───── EXTRACT PROVIDED ─────
A Desire Named Streetcar

Rachel DiCarlo | The Weekly Standard | Updated: Jun 26, 2006

A Desire Named Streetcar

June 26, 2006

PICTURE THE STANDARD CONGESTED AMERICAN CITY. Traffic backs up on city blocks each day during rush hour as cars creep along, catching every red light. A half-mile trip takes half-an-hour. The forced on-and-off of the gas and brake pedals spends more gas--and creates more pollution--than if cars were traveling at consistent speeds. Emergency vehicles have a difficult time cutting through the gridlock.

New data from the Texas Transportation Institute's 2005 mobility report helps illuminate the big picture: Since 1982, the annual average traffic delay per commuter has risen from 16 hours per year to 47 hours per year, with a total 3.7 billion hours lost every year in traffic jams. The number of urban areas with more than 20 hours of annual traffic delay has jumped from 5 to 51. And the daily rush hour periods, where the likelihood of encountering congestion is highest, have grown from an average of 4.5 hours to a 7.1 hour expanse, covering nearly a third of every day.
───── RECORD EXTRACTS ─────
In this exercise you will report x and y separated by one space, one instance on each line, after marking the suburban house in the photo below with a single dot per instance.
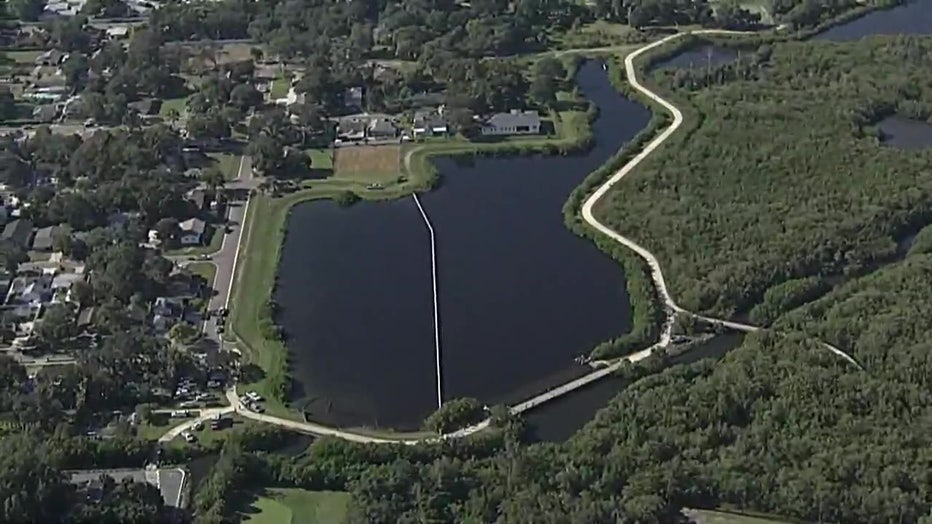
192 232
51 58
146 106
381 127
352 128
430 122
353 98
118 32
18 232
515 122
45 113
198 198
43 239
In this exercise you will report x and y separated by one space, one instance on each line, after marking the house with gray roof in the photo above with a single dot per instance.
192 232
430 122
514 122
18 232
42 241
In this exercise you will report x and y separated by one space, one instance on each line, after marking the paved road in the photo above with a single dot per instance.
205 415
225 259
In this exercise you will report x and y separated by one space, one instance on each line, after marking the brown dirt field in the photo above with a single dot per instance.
367 160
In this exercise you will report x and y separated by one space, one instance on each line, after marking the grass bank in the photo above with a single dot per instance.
297 506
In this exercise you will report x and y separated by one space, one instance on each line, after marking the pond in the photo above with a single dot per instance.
914 18
905 133
558 420
520 295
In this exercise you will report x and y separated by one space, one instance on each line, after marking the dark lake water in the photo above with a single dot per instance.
914 18
520 295
556 421
699 57
904 133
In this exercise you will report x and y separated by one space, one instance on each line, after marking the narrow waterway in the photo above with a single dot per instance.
556 421
520 295
913 18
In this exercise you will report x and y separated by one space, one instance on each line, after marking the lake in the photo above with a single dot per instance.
914 18
905 133
520 295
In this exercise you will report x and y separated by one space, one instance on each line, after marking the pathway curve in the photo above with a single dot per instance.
656 273
608 367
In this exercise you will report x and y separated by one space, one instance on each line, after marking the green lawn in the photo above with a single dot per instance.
24 57
178 104
706 516
228 163
320 158
298 506
204 269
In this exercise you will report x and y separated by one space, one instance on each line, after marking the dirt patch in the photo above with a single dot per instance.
367 160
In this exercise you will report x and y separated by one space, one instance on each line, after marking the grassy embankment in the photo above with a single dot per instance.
251 321
297 506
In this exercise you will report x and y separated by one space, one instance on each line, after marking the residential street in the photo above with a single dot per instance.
225 259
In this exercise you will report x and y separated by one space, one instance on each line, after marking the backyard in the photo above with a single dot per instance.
372 164
297 506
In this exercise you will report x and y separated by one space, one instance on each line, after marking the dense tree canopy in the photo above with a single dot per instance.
778 172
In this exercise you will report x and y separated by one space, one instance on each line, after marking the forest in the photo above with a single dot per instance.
766 182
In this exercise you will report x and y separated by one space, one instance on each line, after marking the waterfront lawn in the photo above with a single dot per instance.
297 506
227 162
707 516
369 164
178 104
206 270
23 57
321 162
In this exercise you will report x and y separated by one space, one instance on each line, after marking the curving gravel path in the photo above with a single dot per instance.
608 367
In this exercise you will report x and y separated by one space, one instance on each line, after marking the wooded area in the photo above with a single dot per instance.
766 182
779 426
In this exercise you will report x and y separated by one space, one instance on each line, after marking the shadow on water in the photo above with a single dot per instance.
556 421
520 295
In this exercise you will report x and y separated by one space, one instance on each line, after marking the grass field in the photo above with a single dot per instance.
204 269
227 162
705 516
298 506
370 164
24 57
178 104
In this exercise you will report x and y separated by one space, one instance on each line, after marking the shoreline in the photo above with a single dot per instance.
650 314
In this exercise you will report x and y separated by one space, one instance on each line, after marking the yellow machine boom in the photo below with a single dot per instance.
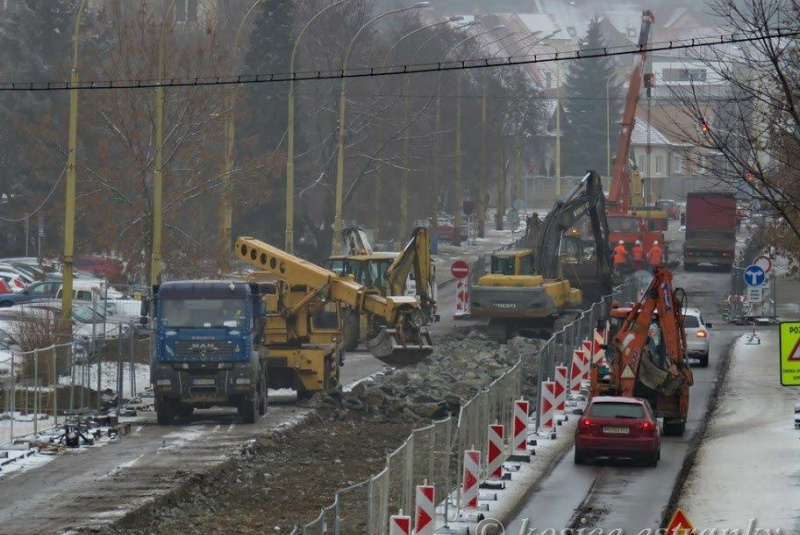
404 340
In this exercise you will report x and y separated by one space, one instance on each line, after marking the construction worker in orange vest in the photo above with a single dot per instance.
620 257
637 253
656 255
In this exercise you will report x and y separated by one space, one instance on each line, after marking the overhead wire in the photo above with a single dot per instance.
401 69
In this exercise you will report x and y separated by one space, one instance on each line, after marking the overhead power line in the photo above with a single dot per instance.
403 69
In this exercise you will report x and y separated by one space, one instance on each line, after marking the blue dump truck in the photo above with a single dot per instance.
205 350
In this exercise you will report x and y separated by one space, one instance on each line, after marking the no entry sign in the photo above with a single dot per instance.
460 269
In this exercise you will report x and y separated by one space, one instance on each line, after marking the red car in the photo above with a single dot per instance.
618 428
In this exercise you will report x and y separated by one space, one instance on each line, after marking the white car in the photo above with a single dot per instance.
697 336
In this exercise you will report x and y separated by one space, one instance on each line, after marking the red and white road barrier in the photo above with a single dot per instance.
579 371
469 487
521 409
598 353
425 510
400 524
561 388
462 297
494 458
548 406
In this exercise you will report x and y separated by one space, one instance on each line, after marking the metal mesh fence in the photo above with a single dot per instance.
41 387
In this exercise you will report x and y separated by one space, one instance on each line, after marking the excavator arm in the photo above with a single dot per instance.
585 199
619 196
634 361
404 341
416 257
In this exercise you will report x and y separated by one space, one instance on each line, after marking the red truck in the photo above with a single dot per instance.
710 230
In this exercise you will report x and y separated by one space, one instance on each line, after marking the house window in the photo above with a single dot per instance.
659 165
186 11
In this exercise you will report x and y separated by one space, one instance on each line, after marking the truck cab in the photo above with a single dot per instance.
204 351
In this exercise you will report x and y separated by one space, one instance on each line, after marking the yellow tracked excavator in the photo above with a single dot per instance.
302 324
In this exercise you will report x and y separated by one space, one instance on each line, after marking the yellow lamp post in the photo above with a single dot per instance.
226 216
69 220
289 243
158 178
337 222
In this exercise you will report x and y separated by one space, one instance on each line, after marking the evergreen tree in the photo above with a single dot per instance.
584 130
263 130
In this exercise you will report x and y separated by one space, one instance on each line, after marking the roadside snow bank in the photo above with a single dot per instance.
748 466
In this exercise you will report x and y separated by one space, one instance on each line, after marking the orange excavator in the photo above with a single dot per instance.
628 219
647 354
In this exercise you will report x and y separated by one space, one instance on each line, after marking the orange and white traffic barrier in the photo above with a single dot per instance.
547 415
425 510
462 298
469 486
521 420
561 388
400 524
494 457
598 353
578 370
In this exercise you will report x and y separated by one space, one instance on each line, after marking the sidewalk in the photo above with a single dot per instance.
748 465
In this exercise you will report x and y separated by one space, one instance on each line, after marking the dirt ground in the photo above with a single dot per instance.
279 481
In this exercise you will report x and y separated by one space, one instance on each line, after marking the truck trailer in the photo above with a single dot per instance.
710 230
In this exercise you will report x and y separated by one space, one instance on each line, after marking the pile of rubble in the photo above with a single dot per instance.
460 367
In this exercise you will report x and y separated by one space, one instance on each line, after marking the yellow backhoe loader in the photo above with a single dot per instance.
302 325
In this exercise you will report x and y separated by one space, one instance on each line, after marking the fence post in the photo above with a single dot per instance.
119 368
55 387
13 396
35 392
132 351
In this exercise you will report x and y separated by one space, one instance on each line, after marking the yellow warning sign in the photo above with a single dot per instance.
790 353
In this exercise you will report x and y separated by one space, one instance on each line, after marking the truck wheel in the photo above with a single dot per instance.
674 429
248 409
350 332
164 412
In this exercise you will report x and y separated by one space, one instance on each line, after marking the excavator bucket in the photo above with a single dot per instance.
389 349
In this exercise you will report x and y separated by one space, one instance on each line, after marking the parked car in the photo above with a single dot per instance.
671 207
614 427
102 266
697 336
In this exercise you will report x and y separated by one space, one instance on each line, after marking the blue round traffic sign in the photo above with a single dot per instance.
754 275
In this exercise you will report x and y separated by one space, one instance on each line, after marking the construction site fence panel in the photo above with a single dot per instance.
41 388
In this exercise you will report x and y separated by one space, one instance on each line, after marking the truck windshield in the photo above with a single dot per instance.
203 313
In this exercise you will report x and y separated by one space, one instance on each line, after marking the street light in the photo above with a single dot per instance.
458 193
226 220
158 178
290 134
69 220
337 221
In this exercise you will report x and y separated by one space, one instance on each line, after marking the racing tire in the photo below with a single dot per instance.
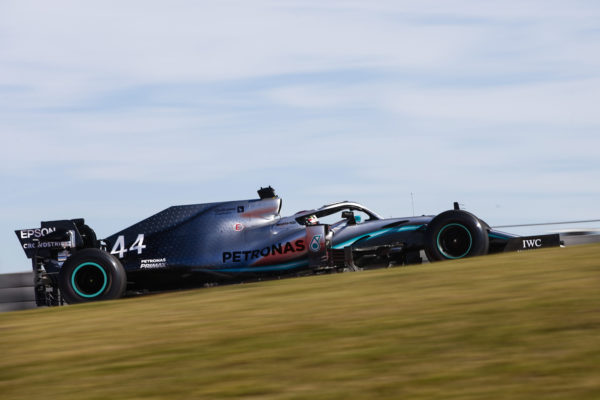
92 275
455 234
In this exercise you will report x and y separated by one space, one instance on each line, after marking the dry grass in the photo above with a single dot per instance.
514 326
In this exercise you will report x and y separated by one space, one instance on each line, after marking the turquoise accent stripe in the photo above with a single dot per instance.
77 289
278 267
404 228
444 253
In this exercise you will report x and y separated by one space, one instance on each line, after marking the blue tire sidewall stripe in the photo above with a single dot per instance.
74 285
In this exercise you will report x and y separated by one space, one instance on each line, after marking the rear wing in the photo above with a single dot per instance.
52 235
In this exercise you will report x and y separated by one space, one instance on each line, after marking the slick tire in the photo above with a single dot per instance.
456 234
92 275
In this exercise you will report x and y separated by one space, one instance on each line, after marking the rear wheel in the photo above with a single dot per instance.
91 275
455 234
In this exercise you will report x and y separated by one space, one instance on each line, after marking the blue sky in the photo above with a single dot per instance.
115 110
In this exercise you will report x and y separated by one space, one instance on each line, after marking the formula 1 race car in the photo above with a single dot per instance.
236 241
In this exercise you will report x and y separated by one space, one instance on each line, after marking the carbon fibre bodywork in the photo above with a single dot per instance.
238 240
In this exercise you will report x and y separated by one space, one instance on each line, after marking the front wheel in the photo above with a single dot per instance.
455 234
91 275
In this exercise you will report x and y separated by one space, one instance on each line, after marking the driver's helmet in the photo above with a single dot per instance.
312 220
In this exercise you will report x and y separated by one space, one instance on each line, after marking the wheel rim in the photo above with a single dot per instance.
454 241
89 280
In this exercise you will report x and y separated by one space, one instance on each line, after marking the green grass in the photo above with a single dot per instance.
512 326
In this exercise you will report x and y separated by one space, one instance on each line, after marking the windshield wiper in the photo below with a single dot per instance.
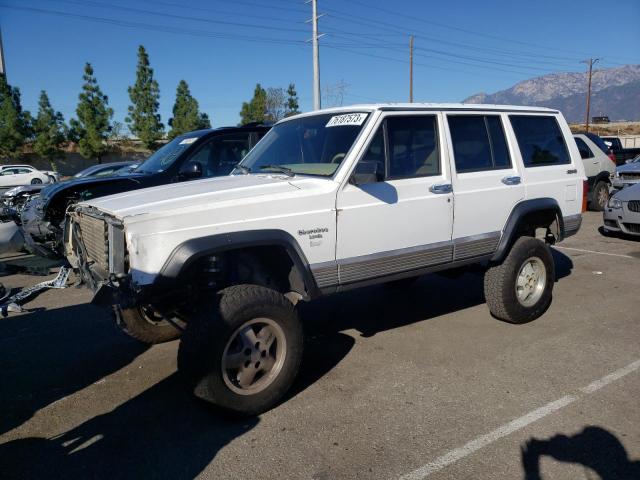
279 168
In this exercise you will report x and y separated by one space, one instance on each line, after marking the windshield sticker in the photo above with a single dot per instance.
348 119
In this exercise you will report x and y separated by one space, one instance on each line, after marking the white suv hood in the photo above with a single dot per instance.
182 195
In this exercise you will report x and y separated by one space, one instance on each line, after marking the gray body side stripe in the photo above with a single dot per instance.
355 269
572 224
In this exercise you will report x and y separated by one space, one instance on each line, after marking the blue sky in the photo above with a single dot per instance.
222 48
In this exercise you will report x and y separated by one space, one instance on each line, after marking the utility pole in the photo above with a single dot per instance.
2 69
411 69
316 56
591 62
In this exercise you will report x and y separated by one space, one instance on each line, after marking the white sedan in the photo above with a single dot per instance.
23 175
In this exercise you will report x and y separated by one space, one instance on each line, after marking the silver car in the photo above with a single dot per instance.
627 174
623 212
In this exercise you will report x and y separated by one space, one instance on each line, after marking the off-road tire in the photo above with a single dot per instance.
600 191
500 282
200 354
137 326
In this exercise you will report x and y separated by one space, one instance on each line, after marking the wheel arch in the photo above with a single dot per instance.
253 242
534 213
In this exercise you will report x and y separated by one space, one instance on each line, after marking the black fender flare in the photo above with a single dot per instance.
193 249
517 214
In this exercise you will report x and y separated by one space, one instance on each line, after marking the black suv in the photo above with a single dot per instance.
194 155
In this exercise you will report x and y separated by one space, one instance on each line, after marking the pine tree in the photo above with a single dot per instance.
92 127
186 116
255 110
14 123
292 101
49 129
144 119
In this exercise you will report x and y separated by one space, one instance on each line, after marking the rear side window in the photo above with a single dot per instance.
540 140
583 148
478 143
413 146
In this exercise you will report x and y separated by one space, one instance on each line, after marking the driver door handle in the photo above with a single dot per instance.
515 180
441 188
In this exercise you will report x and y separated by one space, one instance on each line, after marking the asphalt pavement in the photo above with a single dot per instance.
415 383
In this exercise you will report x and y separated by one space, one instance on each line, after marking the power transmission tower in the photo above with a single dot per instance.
316 54
2 68
591 62
411 69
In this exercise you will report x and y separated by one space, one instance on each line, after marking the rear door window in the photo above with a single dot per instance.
413 146
540 140
583 148
478 143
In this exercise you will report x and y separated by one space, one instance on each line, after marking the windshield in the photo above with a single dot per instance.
314 145
164 157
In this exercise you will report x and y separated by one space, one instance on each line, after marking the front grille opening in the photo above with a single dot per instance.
632 227
634 205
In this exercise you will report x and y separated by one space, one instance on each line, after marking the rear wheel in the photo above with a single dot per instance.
242 351
600 196
519 289
144 323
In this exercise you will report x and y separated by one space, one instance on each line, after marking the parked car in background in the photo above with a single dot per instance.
598 167
54 176
106 169
627 174
13 200
622 214
194 155
622 154
25 175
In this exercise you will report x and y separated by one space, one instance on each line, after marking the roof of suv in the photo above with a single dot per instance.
370 107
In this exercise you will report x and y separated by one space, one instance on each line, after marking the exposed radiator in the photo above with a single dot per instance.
95 240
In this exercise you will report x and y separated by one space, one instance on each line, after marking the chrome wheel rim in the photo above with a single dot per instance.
531 281
254 356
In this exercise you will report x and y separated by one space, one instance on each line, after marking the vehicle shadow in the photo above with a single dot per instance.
376 309
49 354
594 447
619 235
162 433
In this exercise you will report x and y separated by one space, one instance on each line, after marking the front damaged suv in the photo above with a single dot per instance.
325 202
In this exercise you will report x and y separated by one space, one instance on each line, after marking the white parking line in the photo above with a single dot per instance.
593 251
515 425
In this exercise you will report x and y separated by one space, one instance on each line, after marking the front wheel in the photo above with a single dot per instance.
519 289
242 351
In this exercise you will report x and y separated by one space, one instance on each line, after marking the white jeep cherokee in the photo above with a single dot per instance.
328 201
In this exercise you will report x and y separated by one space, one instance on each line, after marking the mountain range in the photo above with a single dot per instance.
615 92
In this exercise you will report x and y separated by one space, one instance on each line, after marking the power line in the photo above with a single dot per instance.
158 28
181 17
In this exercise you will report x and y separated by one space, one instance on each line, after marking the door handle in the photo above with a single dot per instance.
511 180
441 188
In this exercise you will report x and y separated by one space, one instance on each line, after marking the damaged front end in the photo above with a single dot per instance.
95 247
41 236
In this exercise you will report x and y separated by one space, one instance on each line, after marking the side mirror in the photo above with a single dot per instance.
367 172
191 170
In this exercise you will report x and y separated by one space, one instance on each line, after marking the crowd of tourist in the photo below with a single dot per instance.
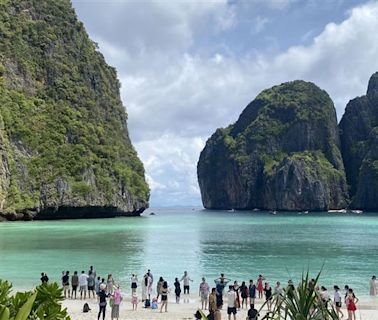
212 299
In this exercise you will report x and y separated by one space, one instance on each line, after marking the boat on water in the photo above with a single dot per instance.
338 211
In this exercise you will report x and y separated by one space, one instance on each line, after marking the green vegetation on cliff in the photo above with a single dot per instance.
359 142
63 133
282 153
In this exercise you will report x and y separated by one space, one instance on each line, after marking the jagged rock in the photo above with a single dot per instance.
359 146
281 154
65 150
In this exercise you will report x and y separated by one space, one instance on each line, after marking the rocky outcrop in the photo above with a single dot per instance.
359 145
282 154
65 150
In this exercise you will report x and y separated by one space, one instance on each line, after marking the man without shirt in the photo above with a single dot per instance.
66 284
74 284
83 283
186 280
231 298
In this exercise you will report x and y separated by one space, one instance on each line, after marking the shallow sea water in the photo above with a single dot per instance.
205 243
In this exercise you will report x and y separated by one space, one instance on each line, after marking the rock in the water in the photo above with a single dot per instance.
282 154
64 144
359 146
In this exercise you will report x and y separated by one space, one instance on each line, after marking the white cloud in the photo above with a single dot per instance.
260 24
177 96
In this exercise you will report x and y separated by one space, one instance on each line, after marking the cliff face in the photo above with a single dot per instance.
64 143
359 143
282 153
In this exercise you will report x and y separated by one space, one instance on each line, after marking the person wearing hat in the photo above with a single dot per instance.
324 295
204 291
337 301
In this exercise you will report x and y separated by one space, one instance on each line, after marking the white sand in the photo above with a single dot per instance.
367 310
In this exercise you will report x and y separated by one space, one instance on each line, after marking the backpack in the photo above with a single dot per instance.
86 307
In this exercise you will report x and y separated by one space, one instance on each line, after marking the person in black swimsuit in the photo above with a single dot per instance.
102 304
164 297
177 290
268 295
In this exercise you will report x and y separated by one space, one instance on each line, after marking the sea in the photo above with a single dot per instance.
169 241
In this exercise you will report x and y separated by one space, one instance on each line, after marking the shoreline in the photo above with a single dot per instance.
366 310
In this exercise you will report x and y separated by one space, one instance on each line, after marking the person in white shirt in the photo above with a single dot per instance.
186 280
134 282
337 301
373 286
231 299
83 284
324 295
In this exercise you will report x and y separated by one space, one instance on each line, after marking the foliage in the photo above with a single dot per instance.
43 303
301 303
60 105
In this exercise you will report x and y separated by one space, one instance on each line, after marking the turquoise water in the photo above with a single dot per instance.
205 243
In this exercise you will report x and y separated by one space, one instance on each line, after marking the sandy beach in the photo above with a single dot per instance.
367 310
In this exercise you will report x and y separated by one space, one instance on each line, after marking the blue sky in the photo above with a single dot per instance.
189 67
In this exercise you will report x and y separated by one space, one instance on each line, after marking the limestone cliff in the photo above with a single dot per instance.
65 151
359 141
282 154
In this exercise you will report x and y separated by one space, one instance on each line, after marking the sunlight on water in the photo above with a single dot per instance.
240 244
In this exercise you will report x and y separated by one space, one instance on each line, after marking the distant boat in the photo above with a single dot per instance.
338 211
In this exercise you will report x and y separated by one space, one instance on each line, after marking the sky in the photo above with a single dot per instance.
190 67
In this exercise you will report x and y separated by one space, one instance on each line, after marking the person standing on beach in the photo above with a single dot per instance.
231 299
97 286
351 305
204 290
151 276
252 294
91 284
146 287
93 271
83 283
236 289
44 278
373 286
324 295
134 282
213 300
268 295
102 302
164 297
186 280
337 301
134 301
66 284
278 292
159 287
221 282
177 290
244 294
260 286
117 298
109 284
74 284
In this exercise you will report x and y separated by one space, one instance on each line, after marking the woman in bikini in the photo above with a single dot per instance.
351 305
260 286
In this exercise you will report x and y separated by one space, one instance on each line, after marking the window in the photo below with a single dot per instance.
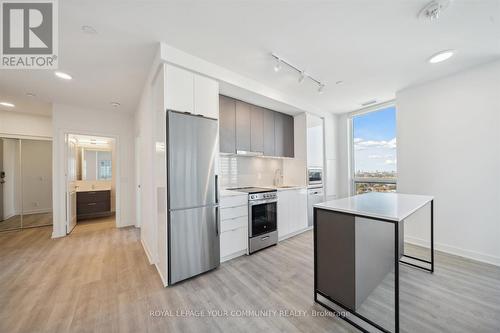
373 146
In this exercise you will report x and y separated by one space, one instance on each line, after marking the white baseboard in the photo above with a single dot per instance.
151 262
482 257
8 216
295 233
37 211
163 280
233 255
148 254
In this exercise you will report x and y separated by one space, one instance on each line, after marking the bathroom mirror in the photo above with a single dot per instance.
96 164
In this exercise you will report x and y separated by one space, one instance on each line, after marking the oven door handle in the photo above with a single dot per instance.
262 202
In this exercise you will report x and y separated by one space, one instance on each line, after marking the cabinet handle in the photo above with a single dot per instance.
227 207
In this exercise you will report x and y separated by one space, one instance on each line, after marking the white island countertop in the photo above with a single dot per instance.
224 193
387 206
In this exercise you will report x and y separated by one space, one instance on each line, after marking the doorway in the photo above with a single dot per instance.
25 183
90 180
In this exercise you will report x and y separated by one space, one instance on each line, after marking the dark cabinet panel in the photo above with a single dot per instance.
279 134
93 204
250 128
257 129
268 124
227 125
284 136
243 126
289 136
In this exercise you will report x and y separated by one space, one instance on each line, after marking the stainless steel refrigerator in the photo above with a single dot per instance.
192 197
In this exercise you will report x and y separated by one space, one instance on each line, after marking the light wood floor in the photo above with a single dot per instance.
98 280
29 221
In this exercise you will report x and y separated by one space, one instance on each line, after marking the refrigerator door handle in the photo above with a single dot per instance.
216 189
217 220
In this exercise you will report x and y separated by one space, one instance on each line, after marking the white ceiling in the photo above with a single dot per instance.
375 47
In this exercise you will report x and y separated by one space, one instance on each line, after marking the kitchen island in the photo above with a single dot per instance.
358 242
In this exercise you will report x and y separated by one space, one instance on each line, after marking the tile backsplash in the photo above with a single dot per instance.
240 171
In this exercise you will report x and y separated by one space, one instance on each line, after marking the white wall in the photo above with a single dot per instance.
21 124
12 185
343 160
116 124
144 132
330 171
36 164
449 147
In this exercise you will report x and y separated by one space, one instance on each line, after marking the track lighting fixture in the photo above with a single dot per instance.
321 88
302 74
277 66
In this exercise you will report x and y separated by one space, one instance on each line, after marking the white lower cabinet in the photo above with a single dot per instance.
292 212
233 226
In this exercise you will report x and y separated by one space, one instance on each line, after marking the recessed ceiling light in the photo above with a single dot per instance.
321 88
302 76
7 104
277 66
441 56
63 75
89 29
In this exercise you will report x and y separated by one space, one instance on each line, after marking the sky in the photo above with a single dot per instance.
374 136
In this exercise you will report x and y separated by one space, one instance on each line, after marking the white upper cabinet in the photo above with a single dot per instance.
314 141
179 89
186 91
206 96
292 212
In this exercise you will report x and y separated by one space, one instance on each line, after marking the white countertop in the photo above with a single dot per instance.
288 188
231 193
389 206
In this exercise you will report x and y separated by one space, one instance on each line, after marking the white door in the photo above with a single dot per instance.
138 181
70 184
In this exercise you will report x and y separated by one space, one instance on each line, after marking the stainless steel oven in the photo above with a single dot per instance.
314 176
262 220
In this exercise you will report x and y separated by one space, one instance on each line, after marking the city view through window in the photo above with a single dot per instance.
374 148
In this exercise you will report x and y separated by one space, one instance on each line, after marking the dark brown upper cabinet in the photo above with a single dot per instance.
283 135
289 136
269 149
257 129
227 125
250 128
243 126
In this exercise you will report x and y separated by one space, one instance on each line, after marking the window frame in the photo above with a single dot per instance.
353 180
─────
» **WORK TO DO**
**a)** Revise a passage of the traffic congestion article: restate the stretch from "June 26, 2006" through "through the gridlock.", with "gridlock" changed to "stalled traffic".
**b)** In the traffic congestion article, list every amount of time measured in hours in the paragraph that cites the Texas Transportation Institute's 2005 mobility report.

» **RESPONSES BY TASK**
**a)**
June 26, 2006

PICTURE THE STANDARD CONGESTED AMERICAN CITY. Traffic backs up on city blocks each day during rush hour as cars creep along, catching every red light. A half-mile trip takes half-an-hour. The forced on-and-off of the gas and brake pedals spends more gas--and creates more pollution--than if cars were traveling at consistent speeds. Emergency vehicles have a difficult time cutting through the stalled traffic.

**b)**
- 16 hours per year
- 47 hours per year
- 3.7 billion hours
- 20 hours
- 4.5 hours
- 7.1 hours